◆ **EXERCISE 1**:
Answer these questions from the forum thread on draining water heaters:
(a) According to the manual Ghosty cites, how long does it take to fry the element when it runs with no water?
(b) How often does W4DRR drain the water heater, and on what occasion?
(c) What does bill_pfaff turn off as part of breaking camp?
◆ **EXERCISE 2**: Output the portion of the forum thread on draining water heaters starting with "Only drain it" and going on through "the energy ...", word for word.

# Do You Drain Your Water Heater



## 'Ohana (May 20, 2007)

I've always drained my heater before leaving the CG as I figured it was always less weight to carry. Up to now this has never been an issue, because prior to owning the Outback I never had the luxory of having both gas and electric mode with switches. This afternoon while cutting the grass I thought I'd best plug the TT in and top off the batteries. About an hour or so later after the dust had setteled I opened the TT door for







and noticed the elec. switch on for the heater





















. How it came to be on







needless to say I quickly shut the switch off and removed the drain plug to see a lot of steam/heat coming out. With that I hooked up the water hose and filled the tank up to cool it down.

1. Do you think I've toasted the elements
2. Do any of the breakers control the electric fuction of the heater, or does it have a direct connection. I ask this because I flipped all the breakers off yet the electric switch will still alluminate.
3. ??? What does everyone else do

Guess that 50 # of weight wont be a big deal from now on, because it would absorb the energy if it should happen again









Thanks
Ed.


----------



## NDJollyMon (Aug 22, 2003)

You may have fried the element.
Yes, a breaker controls power to the water heater.
Not sure on your lighted switch...as I never had one of those.

I seldom drained the water heater between trips.
I mostly used the heater in GAS mode as well.


----------



## mountainlady56 (Feb 13, 2006)

Hi, Ed.
I seldom drain my water heater, unless it's going to get very cold here, as I use my OB regularly. To help you remember, I always turn off the water heater, anything else when I close the slide and turn off the a/c, which is usually the last thing I do before pulling out from camping. Once you get a routine going, like that, it helps prevent mistakes. Anybody who followed me to watch me, would probably think I was obsessive-compulsive, as I do everything the same order every time, as a general rule.
Darlene


----------



## W4DRR (May 17, 2005)

My understanding is, it only takes a few minutes to fry the electric element with an empty tank. That is probably not good news, is it.









As for draining it, I only drain once a year when I winterize and have never had any problems.

Bob


----------



## bill_pfaff (Mar 11, 2005)

Only drain it at the end of the season

Part of my routine when we break camp is to kill the HW breaker on the breaker panel. That way I'm always assured that the heater won't heat unless I'm absolutely ready for it to heat. I don't trust that little switch on the wall. People have turned things on and off by accident when passing by the switches.


----------



## Ghosty (Jan 17, 2005)

Manual online says that it takes only between ONE and TWO minute to fry your element if you run it with no water to absorb the energy ...

I never drain mine for that simple fact ... will drain it only when I winterize and really... risking a $300 hot water heater to save 40 pounds of water weight isn't worth it to me...

Not sure what to tell you about the illumination -- never tested that ...

Guess the good news is if you fry the electric you can always use the propane and Camping World has their water heaters on sale for 20% off ...of course all you will really need is a new element in the worse case scenario


----------



## Rubrhammer (Nov 27, 2006)

◆ **RECORDED INFORMATION**:
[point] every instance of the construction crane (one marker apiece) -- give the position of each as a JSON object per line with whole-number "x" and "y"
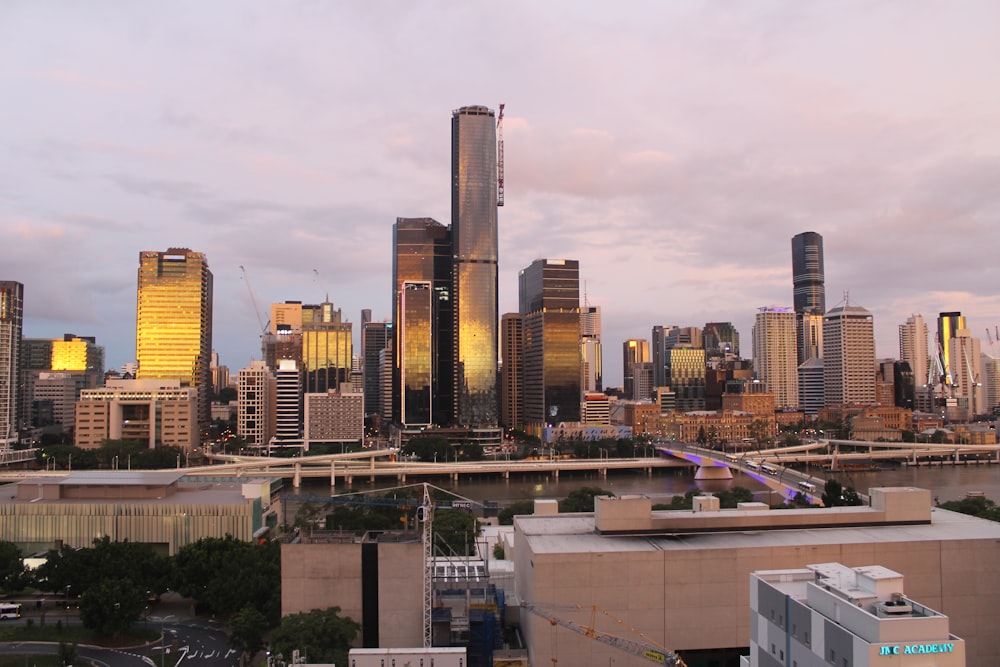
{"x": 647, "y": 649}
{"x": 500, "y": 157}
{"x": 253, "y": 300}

◆ **CORRECT ANSWER 1**:
(a) Between one and two minutes.
(b) Once a year, when winterizing.
(c) The HW breaker on the breaker panel.

◆ **CORRECT ANSWER 2**:
Only drain it at the end of the season

Part of my routine when we break camp is to kill the HW breaker on the breaker panel. That way I'm always assured that the heater won't heat unless I'm absolutely ready for it to heat. I don't trust that little switch on the wall. People have turned things on and off by accident when passing by the switches.


----------



## Ghosty (Jan 17, 2005)

Manual online says that it takes only between ONE and TWO minute to fry your element if you run it with no water to absorb the energy ...